DIRECTION: Please write out exactly the lines that begin at the line containing "Q: Point out each instance of the horizontal" and run to the end of the records.
+++
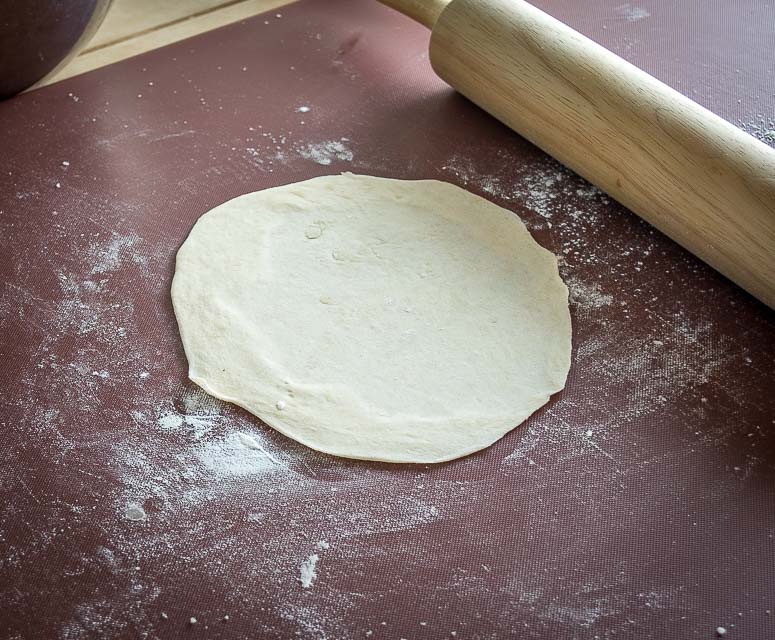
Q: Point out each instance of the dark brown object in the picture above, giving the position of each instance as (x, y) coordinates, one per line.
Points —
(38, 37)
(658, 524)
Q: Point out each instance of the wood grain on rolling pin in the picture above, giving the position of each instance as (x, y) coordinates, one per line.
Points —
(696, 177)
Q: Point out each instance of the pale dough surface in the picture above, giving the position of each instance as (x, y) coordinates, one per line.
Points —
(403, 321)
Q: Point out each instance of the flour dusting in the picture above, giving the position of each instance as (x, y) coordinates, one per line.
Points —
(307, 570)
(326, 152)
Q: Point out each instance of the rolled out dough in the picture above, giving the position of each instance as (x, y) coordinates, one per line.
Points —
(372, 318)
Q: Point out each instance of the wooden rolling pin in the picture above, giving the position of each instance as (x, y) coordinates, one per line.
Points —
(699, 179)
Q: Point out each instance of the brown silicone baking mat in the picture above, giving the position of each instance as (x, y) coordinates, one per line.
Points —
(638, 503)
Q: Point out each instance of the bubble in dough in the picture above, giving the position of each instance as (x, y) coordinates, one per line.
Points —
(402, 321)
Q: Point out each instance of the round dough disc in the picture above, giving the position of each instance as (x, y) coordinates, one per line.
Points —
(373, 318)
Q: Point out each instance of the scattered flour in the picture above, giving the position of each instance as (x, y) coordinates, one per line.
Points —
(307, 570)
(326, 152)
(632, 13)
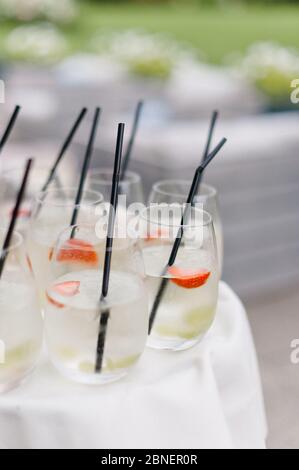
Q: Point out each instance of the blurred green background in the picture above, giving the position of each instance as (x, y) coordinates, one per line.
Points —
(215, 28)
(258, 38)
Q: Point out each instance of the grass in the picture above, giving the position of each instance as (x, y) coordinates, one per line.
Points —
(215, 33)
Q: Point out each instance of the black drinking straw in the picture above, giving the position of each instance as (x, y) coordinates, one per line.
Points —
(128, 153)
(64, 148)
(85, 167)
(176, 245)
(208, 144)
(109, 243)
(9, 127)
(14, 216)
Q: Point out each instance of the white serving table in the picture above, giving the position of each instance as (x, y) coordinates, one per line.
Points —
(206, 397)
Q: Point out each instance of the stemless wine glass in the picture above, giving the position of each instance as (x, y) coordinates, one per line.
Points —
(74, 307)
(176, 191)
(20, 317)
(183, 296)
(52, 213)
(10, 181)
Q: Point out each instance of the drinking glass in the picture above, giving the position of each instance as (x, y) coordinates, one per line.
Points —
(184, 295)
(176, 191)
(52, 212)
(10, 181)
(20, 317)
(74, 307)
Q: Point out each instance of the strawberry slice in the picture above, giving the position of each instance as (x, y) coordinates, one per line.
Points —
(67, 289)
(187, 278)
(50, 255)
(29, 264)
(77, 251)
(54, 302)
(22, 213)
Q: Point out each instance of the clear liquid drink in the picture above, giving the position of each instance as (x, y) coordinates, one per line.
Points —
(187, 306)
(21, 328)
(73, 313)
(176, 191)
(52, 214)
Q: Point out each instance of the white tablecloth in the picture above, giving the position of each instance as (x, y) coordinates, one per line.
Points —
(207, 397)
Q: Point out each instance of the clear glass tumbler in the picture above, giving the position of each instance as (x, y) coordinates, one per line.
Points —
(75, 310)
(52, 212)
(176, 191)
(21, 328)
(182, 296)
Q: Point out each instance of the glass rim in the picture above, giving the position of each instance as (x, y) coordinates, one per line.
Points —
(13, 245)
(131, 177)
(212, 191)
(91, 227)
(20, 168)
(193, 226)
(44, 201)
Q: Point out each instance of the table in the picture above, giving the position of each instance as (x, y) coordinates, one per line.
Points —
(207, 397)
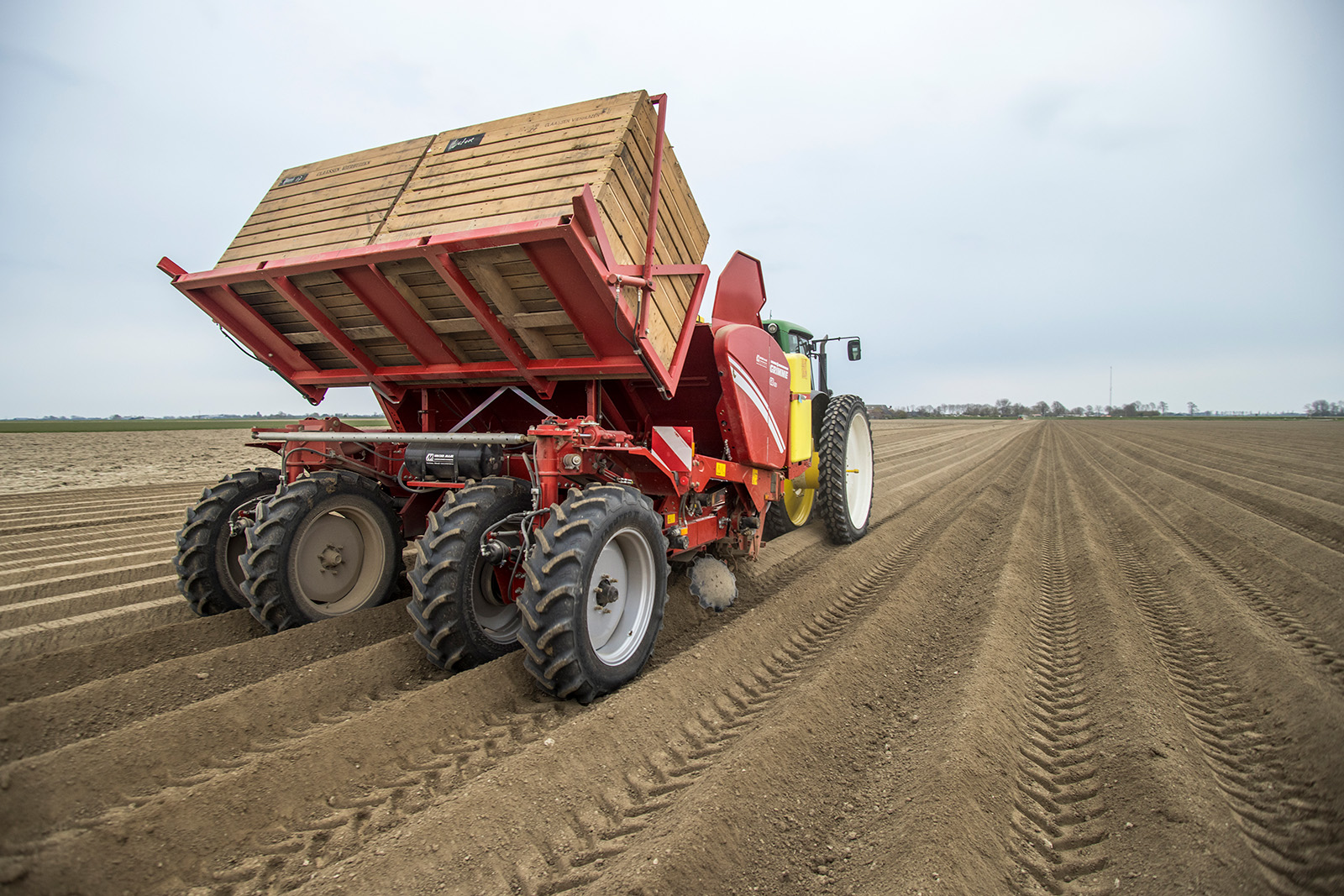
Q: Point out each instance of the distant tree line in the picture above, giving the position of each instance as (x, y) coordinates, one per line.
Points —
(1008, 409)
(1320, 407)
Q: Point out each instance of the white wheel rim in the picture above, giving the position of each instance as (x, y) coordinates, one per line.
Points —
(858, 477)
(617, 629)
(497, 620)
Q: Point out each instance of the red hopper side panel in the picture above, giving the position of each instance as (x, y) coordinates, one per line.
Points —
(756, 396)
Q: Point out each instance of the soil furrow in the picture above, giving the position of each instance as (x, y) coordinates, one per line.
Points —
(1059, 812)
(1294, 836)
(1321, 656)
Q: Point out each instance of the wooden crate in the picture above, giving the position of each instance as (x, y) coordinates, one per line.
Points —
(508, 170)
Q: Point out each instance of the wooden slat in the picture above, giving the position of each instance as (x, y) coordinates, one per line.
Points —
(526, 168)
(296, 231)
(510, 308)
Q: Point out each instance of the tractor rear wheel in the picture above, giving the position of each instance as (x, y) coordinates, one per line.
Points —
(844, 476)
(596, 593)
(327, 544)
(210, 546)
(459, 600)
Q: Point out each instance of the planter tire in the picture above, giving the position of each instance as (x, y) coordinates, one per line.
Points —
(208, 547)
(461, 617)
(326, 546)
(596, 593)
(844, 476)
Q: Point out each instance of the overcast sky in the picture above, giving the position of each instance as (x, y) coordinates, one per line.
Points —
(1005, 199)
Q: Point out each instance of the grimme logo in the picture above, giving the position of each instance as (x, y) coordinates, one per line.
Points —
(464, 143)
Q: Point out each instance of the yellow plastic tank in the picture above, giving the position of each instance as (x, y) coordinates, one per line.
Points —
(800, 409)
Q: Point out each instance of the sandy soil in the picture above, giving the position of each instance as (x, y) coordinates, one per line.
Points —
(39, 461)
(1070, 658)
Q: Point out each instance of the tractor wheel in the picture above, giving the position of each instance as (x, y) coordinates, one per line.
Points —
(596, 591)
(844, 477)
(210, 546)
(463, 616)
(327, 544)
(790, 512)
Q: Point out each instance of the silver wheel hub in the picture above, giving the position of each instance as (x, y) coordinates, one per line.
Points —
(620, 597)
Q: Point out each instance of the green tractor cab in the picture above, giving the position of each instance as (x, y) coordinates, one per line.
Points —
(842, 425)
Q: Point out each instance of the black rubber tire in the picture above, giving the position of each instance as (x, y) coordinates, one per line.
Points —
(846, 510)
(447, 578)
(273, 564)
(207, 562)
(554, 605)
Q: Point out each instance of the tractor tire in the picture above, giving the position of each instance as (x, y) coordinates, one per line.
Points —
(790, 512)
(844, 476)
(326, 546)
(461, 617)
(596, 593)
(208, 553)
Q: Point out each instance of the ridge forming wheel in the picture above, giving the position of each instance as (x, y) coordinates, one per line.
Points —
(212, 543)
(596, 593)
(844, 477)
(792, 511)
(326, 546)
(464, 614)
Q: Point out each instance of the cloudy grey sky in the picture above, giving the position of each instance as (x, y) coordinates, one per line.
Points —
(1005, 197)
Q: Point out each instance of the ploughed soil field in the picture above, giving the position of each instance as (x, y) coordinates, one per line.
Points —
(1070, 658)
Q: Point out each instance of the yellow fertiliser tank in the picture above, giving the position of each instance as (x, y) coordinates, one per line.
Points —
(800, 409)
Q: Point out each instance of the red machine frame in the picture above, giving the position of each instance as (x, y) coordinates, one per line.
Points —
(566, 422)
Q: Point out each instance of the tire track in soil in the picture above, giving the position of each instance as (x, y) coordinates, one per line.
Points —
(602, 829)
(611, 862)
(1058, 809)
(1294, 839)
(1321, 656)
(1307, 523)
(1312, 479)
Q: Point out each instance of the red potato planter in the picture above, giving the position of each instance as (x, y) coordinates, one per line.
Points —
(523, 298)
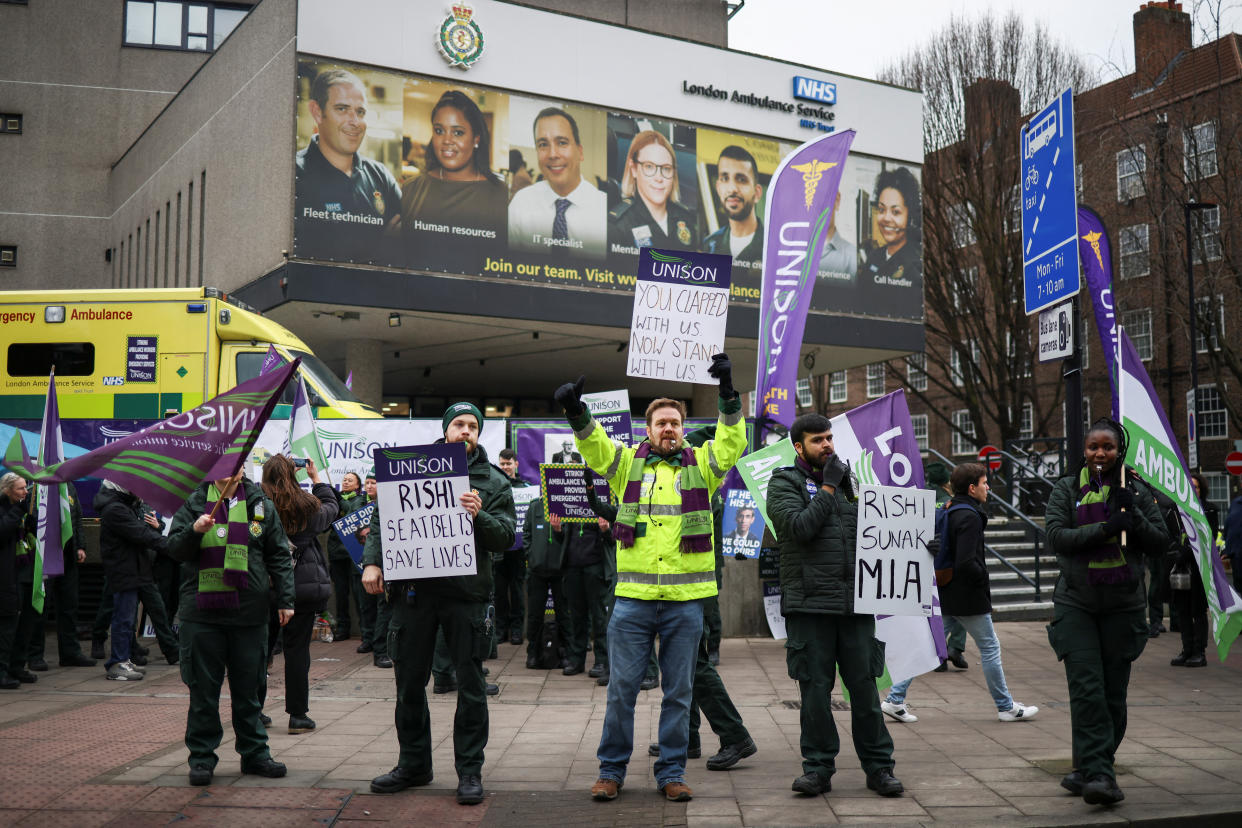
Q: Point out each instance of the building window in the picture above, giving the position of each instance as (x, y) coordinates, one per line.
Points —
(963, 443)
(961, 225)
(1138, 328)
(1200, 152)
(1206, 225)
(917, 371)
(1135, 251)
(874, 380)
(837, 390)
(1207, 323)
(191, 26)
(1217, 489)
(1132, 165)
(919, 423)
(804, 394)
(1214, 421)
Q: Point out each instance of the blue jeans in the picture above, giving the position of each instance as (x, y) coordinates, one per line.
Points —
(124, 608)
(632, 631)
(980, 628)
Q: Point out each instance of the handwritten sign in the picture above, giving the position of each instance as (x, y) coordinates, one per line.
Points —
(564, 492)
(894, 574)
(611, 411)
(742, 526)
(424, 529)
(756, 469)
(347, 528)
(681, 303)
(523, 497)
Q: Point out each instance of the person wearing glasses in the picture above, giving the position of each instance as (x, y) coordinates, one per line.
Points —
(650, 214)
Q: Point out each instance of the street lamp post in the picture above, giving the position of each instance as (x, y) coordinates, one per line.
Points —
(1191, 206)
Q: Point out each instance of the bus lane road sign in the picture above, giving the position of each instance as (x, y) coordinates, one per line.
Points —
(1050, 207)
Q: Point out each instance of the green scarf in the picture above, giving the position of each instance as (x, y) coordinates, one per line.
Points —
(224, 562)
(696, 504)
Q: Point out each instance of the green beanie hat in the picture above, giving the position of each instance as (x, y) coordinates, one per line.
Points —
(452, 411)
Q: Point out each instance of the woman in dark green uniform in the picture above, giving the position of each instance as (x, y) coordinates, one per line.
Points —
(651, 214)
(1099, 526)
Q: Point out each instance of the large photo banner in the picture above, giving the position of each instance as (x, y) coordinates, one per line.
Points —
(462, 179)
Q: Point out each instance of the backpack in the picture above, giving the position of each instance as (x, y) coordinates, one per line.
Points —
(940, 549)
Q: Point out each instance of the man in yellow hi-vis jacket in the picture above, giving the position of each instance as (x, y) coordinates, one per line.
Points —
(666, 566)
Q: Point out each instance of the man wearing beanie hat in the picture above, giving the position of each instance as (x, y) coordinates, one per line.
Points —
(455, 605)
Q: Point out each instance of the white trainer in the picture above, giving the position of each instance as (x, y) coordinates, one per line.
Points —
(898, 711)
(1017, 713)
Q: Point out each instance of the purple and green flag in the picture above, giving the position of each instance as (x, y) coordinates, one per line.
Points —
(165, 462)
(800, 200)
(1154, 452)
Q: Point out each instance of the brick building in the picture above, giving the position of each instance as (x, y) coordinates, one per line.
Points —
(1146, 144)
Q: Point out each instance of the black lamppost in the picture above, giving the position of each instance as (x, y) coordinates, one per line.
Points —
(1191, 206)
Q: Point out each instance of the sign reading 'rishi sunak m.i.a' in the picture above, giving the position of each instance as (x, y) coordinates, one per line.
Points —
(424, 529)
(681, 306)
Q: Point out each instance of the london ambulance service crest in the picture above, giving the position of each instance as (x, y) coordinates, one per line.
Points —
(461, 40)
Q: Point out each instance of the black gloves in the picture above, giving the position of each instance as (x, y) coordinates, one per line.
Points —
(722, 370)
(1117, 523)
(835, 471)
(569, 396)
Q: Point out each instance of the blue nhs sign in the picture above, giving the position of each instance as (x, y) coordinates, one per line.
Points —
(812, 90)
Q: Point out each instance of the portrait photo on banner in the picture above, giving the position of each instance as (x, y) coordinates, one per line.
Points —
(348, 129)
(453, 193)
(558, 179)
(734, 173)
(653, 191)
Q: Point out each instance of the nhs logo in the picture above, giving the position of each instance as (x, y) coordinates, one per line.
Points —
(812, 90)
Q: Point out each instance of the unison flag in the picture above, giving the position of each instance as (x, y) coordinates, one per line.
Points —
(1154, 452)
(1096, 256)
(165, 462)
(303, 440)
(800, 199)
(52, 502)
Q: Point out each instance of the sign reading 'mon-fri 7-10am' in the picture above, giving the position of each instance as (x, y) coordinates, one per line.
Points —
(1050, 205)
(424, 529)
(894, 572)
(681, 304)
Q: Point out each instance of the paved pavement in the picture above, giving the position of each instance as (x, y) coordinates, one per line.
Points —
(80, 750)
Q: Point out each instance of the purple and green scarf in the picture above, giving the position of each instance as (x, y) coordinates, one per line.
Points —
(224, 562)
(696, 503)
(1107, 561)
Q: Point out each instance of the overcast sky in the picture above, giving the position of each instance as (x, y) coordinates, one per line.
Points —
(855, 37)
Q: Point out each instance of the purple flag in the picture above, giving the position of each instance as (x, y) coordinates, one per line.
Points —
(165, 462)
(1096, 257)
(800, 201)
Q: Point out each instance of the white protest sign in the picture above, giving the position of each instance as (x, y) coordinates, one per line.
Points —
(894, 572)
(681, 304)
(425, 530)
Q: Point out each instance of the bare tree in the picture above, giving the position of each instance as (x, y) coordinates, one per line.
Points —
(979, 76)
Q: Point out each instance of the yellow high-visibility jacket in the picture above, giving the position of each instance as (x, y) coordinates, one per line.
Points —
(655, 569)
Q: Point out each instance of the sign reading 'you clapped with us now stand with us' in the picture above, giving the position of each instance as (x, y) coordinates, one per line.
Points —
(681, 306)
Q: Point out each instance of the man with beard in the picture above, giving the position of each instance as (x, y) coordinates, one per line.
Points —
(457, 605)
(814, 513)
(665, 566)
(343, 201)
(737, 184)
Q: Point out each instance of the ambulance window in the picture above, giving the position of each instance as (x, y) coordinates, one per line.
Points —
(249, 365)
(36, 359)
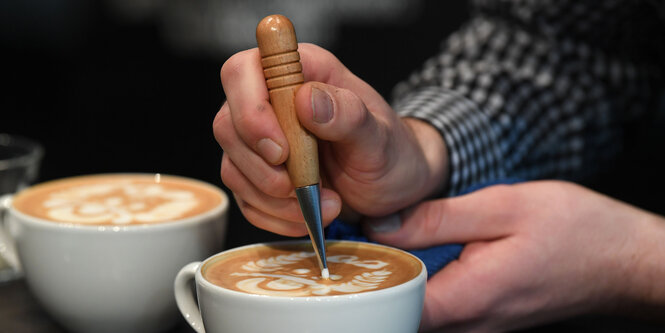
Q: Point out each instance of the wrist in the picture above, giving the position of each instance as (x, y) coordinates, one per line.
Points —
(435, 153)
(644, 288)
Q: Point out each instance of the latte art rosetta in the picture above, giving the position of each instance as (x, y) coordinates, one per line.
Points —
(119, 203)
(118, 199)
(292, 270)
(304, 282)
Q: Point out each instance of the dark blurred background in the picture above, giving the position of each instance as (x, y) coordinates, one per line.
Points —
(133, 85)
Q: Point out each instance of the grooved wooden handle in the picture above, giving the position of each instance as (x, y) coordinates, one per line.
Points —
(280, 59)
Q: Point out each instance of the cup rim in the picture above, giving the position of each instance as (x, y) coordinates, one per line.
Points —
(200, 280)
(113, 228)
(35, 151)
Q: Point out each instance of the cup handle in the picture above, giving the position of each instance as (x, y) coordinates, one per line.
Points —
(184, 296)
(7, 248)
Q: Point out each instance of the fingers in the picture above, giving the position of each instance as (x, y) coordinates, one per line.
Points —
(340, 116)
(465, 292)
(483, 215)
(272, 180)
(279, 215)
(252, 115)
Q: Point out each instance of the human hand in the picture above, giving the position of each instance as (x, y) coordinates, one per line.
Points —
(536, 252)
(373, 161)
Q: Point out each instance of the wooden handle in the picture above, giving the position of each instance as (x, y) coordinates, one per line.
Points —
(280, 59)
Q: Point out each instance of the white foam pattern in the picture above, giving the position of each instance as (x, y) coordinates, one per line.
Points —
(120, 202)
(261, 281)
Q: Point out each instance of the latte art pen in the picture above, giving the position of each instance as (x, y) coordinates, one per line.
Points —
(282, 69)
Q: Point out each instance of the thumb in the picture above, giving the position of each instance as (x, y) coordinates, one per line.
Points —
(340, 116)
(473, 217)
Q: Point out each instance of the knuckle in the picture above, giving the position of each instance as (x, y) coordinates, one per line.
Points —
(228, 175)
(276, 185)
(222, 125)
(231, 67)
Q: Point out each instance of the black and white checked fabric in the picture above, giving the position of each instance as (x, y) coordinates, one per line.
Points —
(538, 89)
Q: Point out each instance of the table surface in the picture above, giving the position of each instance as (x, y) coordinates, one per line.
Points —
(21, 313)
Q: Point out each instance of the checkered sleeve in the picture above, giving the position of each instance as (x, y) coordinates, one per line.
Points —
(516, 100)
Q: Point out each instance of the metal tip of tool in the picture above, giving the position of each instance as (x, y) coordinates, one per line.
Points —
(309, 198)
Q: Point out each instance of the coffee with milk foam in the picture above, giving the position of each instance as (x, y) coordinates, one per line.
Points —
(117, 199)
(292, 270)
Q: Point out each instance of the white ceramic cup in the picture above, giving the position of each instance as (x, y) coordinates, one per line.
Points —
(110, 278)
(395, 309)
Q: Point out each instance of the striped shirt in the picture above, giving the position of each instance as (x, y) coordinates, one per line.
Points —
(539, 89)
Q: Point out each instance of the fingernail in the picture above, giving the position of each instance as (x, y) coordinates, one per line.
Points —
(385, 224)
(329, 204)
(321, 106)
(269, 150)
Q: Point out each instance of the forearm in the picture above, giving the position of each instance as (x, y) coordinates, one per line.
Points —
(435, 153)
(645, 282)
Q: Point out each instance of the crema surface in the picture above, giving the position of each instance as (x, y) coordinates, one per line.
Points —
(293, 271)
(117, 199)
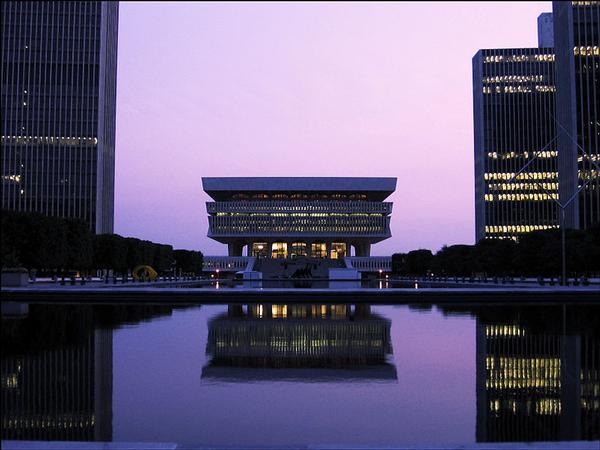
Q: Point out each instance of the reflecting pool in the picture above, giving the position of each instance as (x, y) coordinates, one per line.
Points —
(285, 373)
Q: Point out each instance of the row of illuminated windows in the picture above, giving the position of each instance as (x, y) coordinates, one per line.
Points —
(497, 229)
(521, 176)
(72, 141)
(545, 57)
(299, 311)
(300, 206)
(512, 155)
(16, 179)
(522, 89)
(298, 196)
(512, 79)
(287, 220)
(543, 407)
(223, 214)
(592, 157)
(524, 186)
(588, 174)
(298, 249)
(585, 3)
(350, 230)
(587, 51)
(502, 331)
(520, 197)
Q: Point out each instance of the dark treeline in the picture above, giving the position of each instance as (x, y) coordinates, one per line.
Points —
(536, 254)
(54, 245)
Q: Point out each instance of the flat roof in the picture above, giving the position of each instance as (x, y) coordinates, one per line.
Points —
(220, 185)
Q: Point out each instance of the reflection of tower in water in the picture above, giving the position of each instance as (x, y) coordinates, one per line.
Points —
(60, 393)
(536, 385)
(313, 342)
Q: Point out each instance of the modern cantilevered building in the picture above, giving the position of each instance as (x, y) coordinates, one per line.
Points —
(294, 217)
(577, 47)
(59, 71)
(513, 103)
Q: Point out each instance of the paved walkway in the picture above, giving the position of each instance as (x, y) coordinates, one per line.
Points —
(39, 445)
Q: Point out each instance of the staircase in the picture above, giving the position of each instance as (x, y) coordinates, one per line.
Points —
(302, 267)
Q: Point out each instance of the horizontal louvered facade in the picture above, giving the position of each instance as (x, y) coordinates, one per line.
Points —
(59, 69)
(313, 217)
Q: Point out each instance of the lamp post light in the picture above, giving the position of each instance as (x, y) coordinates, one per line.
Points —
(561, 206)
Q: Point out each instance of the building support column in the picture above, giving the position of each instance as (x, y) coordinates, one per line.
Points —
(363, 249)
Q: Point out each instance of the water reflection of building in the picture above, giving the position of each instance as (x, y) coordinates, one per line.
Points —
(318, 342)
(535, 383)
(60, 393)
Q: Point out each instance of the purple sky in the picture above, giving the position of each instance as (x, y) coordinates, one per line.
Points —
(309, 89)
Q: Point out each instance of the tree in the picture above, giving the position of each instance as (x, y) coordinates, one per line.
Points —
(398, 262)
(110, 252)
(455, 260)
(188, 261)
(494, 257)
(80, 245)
+++
TASK RESULT:
Q: Point out each instance of the horizontal louvered facade in the picture above, giving the position of each instance as (x, y) coordinates, one per line.
Points —
(59, 69)
(313, 217)
Q: Point out each instance of the lamp post light in the picture above, giving the position of each instance as (x, y) coordinates, one per line.
Points —
(561, 206)
Q: Point out each instance of the building support column in the picture above, giving the position of each instance as (x, y) coordinates, one per line.
Points —
(363, 249)
Q: Point out each instance of the water reflection of building in the picture above, giving the position of each instance as (x, y) coordinates, one per line.
Points —
(318, 342)
(535, 383)
(60, 393)
Q: Point out each instance of the purple sky in the picture above, giving the position of each instance as (x, y) coordinates, one per line.
Points —
(309, 89)
Q: Point out each instance of the tree in the picture above, giving the position of each instance as (x, y) coordinates, one per line.
Points —
(398, 262)
(110, 252)
(455, 260)
(188, 261)
(494, 257)
(80, 245)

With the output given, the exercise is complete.